▸ Description of the task
Please write out the passage of the group rules below, starting at "6) The SDR Group" and ending at "and change us.", word for word.

▸ Reading text
# # #

4) Treat each other with RESPECT. Disagreements (and sometimes even heated arguments) will occur – but we MUST be RESPECTFUL and CIVILIZED at all times! It is NOT acceptable to shame each other, denigrate each other, call each other foul names or cuss at each other! This will NOT be tolerated by anyone and they will be asked to leave the group.
5) Trust the Leaders of the group to provide the best overall experience for everyone and stay focused on the content being provided. We may need to cut a conversation short and move on to the next topic to stay on track. Also, we reserve the right to remove anyone from the meeting that we feel is exhibiting combative or argumentative behavior that detracts from everyone's group experience. We will remove the one (or the few) to protect the experience of the many.
6) The SDR Group is NOT a place to project your anger / bitterness onto others. This is NOT a complaint group! We’re here to do serious PERSONAL GROWTH WORK and become better at relationships. If you want to argue (or push your own agenda) join a debate club. The methods of healing from divorce that we convey are time tested and professionally validated. Are there other things that may also work - sure, but we have our own methodology and if you don’t like it you need to seek help elsewhere – NOT try and change us.

# # #

▸ Raw data
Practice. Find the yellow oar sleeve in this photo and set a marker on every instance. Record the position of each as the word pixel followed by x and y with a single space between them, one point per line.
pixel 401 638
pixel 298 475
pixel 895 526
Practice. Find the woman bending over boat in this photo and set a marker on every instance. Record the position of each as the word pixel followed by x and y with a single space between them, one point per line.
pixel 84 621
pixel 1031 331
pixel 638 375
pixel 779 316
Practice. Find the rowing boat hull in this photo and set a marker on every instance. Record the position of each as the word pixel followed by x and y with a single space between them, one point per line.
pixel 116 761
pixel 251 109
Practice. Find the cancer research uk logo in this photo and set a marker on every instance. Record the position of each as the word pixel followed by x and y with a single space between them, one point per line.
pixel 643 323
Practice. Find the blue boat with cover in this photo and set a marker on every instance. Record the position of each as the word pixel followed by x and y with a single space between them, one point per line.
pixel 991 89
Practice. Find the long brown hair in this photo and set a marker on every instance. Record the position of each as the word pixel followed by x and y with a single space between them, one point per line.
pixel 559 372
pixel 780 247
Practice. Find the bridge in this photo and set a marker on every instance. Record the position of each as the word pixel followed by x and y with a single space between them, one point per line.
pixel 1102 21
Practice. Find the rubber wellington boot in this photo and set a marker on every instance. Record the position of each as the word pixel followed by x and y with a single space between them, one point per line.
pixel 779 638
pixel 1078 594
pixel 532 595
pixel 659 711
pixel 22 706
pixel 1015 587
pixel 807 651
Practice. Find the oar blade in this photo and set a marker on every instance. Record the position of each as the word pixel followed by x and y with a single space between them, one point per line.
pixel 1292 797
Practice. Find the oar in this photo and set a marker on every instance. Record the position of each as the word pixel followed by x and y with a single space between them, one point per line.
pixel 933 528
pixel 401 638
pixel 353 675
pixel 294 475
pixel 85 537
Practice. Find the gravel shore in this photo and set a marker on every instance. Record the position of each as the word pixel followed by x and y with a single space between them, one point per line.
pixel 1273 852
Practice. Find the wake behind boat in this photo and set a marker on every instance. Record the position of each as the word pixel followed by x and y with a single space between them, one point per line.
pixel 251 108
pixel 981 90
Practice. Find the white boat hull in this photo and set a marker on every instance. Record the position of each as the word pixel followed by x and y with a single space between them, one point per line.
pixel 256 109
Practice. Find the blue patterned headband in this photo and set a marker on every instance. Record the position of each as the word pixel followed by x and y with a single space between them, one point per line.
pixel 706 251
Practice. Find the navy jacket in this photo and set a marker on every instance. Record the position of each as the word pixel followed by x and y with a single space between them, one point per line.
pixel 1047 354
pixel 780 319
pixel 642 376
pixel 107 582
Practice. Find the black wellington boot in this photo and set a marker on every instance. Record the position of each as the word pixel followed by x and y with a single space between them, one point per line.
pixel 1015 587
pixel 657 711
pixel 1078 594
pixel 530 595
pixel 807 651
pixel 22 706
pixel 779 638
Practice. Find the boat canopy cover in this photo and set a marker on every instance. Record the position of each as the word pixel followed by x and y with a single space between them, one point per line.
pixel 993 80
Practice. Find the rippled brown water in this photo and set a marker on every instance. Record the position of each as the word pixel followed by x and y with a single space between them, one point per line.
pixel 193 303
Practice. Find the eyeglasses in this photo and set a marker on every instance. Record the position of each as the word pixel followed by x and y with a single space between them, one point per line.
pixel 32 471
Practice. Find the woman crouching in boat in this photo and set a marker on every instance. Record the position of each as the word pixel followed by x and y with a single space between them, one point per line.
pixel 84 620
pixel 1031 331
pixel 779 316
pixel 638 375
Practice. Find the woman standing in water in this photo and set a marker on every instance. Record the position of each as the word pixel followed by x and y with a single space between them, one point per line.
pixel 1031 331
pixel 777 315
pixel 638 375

# # #

▸ Response below
6) The SDR Group is NOT a place to project your anger / bitterness onto others. This is NOT a complaint group! We’re here to do serious PERSONAL GROWTH WORK and become better at relationships. If you want to argue (or push your own agenda) join a debate club. The methods of healing from divorce that we convey are time tested and professionally validated. Are there other things that may also work - sure, but we have our own methodology and if you don’t like it you need to seek help elsewhere – NOT try and change us.